## Short task:
Rewrite the data starting at the line containing "Target: pillar candle" and ending at the end of the data, replacing "drop a dot" with "place a point" and leaving everything else unchanged.

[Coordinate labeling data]

———

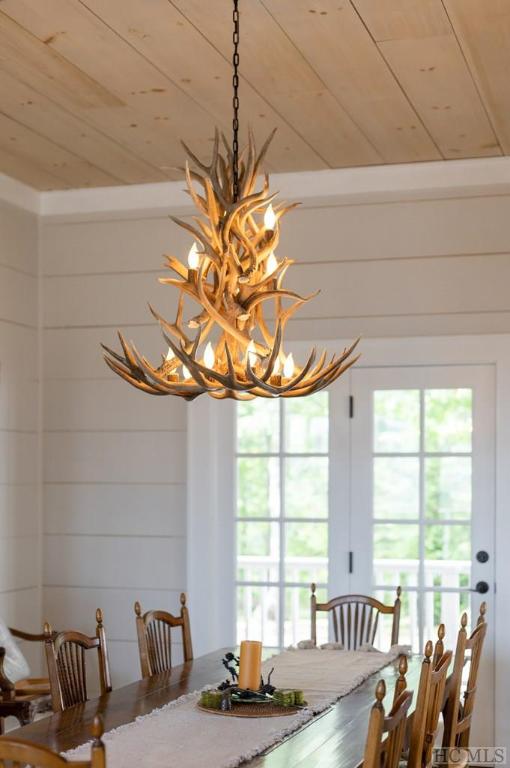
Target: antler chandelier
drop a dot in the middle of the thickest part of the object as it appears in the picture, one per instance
(234, 277)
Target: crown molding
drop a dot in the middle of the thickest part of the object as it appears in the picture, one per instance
(343, 186)
(16, 193)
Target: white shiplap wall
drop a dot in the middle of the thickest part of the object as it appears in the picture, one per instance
(114, 459)
(20, 561)
(114, 462)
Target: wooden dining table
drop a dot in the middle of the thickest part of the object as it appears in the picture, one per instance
(333, 739)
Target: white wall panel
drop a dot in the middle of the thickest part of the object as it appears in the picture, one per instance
(407, 229)
(76, 607)
(114, 300)
(104, 405)
(19, 452)
(114, 561)
(115, 510)
(19, 246)
(114, 497)
(115, 457)
(18, 506)
(107, 246)
(19, 563)
(18, 297)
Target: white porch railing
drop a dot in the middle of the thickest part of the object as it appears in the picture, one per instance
(444, 597)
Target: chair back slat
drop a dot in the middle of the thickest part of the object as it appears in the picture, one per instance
(154, 631)
(385, 737)
(65, 656)
(459, 707)
(355, 618)
(429, 701)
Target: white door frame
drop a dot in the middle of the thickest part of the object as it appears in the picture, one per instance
(210, 542)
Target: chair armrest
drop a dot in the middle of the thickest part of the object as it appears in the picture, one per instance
(18, 633)
(6, 686)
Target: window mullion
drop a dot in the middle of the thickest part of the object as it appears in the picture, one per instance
(421, 570)
(281, 593)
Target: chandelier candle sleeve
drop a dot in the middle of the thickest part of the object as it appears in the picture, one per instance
(250, 661)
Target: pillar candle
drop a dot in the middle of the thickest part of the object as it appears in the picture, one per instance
(249, 664)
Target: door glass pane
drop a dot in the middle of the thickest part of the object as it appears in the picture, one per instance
(424, 557)
(396, 542)
(396, 487)
(258, 539)
(258, 486)
(448, 420)
(306, 486)
(258, 426)
(297, 615)
(257, 613)
(305, 540)
(306, 424)
(446, 608)
(447, 555)
(448, 487)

———

## Task response:
Target: pillar candle
place a point in the middle of the thickest part of the object as it appears in the picture, one per instance
(249, 664)
Target: door glass pane
place a point in the middle of the thickest part of the object as it appears in the picture, one per instance
(424, 557)
(396, 542)
(396, 487)
(258, 539)
(258, 486)
(448, 420)
(306, 486)
(258, 426)
(297, 615)
(257, 613)
(305, 540)
(306, 424)
(446, 608)
(447, 555)
(448, 487)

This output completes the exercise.